Research

We are a multidisciplinary research lab that applies engineering techniques and stem cell technologies to create in vitro biomimetic models for human heart disease. We use human induced pluripotent stem cells (iPSCs) from patients to generate cardiomyocytes (iPSC-CMs). This methodology allows us to understand how patient genetics drive cardiac disorders in a dish. Moreover, iPSC-CMs can be utilized to create 3D engineered heart tissues (EHTs), which more closely mimic the environment of the human heart. In addition, biophysical and biochemical stimulations can be applied further to simulate the complex pathophysiological niche of a diseased heart. This patient-specific preclinical model enables us to elucidate the pathogenesis of both acquired and genetic cardiomyopathies and test for candidate therapeutics.

Colorful stained cells as seen under a microscope.

Investigating genetic mitochondrial cardiomyopathies using the iPSC model

Mitochondrial cardiomyopathies represent an important class of inherited heart failure, yet have been challenging to study due to a lack of proper model systems. We have developed a technology that allows us to generate metabolically mature iPSC-CMs that closely resemble the metabolism and mitochondrial function of adult heart cells. This opens up new avenues to unravel the mechanism of mitochondrial cardiomyopathies.

Modeling physiological and pathological hypertrophy in EHTs

In adaptation to increased mechanical loading, the human heart undergoes physiological or pathological hypertrophy. Physiological hypertrophy is associated with increased or preserved cardiac function, whereas pathological hypertrophy is associated with decreased cardiac function. How different patterns of biomechanical stimulations result in the divergent outcomes is unclear. This project will utilize engineered heart tissue to model physiological and pathological hypertrophy, and identify new targets for combating pathological hypertrophy.

_Source material_
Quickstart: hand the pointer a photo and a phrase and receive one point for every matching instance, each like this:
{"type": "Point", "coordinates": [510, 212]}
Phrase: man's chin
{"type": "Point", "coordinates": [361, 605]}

_List of tasks_
1. Answer these about the research description:
(a) From what source does the lab take the human induced pluripotent stem cells it uses?
(b) The lab's technology generates iPSC-CMs that closely resemble which two features of adult heart cells?
(c) Which type of hypertrophy is associated with decreased cardiac function?
2. Echo the research description starting with "In adaptation to" and going on through "combating pathological hypertrophy.".

_Answers to the problems_
1.
(a) From patients.
(b) Their metabolism and mitochondrial function.
(c) Pathological hypertrophy.

2.
In adaptation to increased mechanical loading, the human heart undergoes physiological or pathological hypertrophy. Physiological hypertrophy is associated with increased or preserved cardiac function, whereas pathological hypertrophy is associated with decreased cardiac function. How different patterns of biomechanical stimulations result in the divergent outcomes is unclear. This project will utilize engineered heart tissue to model physiological and pathological hypertrophy, and identify new targets for combating pathological hypertrophy.